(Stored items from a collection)
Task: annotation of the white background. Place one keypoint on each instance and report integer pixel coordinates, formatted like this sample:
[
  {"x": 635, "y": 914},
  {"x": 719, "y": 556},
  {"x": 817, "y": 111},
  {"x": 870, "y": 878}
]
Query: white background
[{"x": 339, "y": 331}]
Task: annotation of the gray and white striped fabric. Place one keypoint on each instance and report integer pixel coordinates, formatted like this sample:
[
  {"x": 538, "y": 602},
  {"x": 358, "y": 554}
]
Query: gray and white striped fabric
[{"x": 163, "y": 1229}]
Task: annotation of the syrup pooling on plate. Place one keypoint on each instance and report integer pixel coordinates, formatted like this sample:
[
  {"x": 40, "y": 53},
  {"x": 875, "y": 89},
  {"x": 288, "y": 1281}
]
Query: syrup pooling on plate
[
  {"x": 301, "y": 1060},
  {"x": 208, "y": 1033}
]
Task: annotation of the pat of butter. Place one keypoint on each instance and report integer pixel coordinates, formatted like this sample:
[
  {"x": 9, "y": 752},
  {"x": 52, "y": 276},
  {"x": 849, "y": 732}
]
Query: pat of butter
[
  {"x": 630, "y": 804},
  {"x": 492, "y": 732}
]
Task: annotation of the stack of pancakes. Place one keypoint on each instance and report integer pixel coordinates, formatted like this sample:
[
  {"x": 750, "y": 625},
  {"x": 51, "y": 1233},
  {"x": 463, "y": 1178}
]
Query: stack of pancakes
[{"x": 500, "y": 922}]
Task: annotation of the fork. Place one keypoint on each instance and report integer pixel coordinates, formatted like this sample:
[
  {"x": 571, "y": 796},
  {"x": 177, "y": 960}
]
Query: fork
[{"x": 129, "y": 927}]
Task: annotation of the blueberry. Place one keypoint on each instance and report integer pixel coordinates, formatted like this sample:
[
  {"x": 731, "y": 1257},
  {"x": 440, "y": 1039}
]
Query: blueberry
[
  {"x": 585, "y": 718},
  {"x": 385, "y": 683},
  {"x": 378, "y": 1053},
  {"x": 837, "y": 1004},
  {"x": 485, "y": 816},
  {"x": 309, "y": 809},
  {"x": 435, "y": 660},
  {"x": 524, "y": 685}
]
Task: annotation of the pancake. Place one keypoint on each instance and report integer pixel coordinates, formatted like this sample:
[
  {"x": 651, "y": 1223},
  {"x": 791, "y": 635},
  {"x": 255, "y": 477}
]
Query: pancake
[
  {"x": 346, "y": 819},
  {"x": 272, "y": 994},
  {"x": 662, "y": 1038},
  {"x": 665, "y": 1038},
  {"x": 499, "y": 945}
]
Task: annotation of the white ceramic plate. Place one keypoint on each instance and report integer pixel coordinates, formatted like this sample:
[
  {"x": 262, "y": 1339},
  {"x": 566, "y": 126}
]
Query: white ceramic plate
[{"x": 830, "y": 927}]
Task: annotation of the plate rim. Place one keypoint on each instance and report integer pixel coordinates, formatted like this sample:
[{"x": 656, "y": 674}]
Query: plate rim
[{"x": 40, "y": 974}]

[PROBLEM STATEMENT]: Every entry should be duplicated exactly as written.

[RESPONSE AREA]:
Task: annotation of the white background. Place one keypoint on each instance and report integer pixel coordinates, formatted like this sample:
[
  {"x": 635, "y": 914},
  {"x": 719, "y": 556},
  {"x": 817, "y": 111},
  {"x": 870, "y": 878}
]
Query: white background
[{"x": 339, "y": 331}]
Task: annotation of the gray and white striped fabric. Place one keypoint on each instance and report integer pixel coordinates, formatted like this sample:
[
  {"x": 538, "y": 602},
  {"x": 358, "y": 554}
]
Query: gray and white striped fabric
[{"x": 163, "y": 1229}]
Task: annotation of the syrup pooling on plate. Place one keypoint on each instance and report integer pixel coordinates, formatted like this sample:
[
  {"x": 40, "y": 53},
  {"x": 875, "y": 89},
  {"x": 288, "y": 1281}
]
Query: syrup pooling on plate
[
  {"x": 301, "y": 1060},
  {"x": 208, "y": 1033}
]
Task: annotation of the pat of butter. Place one keypoint on each instance and report integer pixel coordinates, formatted like this sample:
[
  {"x": 9, "y": 752},
  {"x": 52, "y": 276},
  {"x": 849, "y": 732}
]
Query: pat of butter
[
  {"x": 630, "y": 804},
  {"x": 492, "y": 732}
]
Task: annotation of the stack of pancakes. Place one keypoint on each instance and report integer pixel coordinates, formatted like this sample:
[
  {"x": 750, "y": 625},
  {"x": 51, "y": 1233},
  {"x": 463, "y": 1178}
]
Query: stack of pancakes
[{"x": 500, "y": 922}]
Task: annotation of the fork. Place one keypoint on each instance and report integer pixel coordinates, formatted like this sample:
[
  {"x": 571, "y": 796},
  {"x": 177, "y": 960}
]
Query: fork
[{"x": 129, "y": 927}]
Task: annotation of the blueberry. Place one keypoint on each instance and report integer pixel coordinates, formatted like this sample:
[
  {"x": 731, "y": 1257},
  {"x": 440, "y": 1039}
]
Query: blueberry
[
  {"x": 585, "y": 718},
  {"x": 385, "y": 683},
  {"x": 378, "y": 1053},
  {"x": 837, "y": 1004},
  {"x": 485, "y": 816},
  {"x": 309, "y": 809},
  {"x": 435, "y": 660},
  {"x": 524, "y": 685}
]
Task: annotation of the pancake. Place one keypoint on each instance and report integer pixel coordinates, formatted like this sample:
[
  {"x": 651, "y": 1223},
  {"x": 791, "y": 635},
  {"x": 255, "y": 477}
]
Query: pancake
[
  {"x": 346, "y": 819},
  {"x": 272, "y": 994},
  {"x": 662, "y": 1038},
  {"x": 665, "y": 1038},
  {"x": 499, "y": 945}
]
Task: annotation of the white ceramic plate. Place one keypoint on each instance and report integer pixel coordinates, formatted like this sample:
[
  {"x": 262, "y": 1339},
  {"x": 566, "y": 126}
]
Query: white ceramic plate
[{"x": 830, "y": 927}]
Task: annotation of the plate rim. Place one keypoint on each instance and report integer pixel coordinates, formatted like this sample:
[{"x": 656, "y": 674}]
Query: plate rim
[{"x": 40, "y": 974}]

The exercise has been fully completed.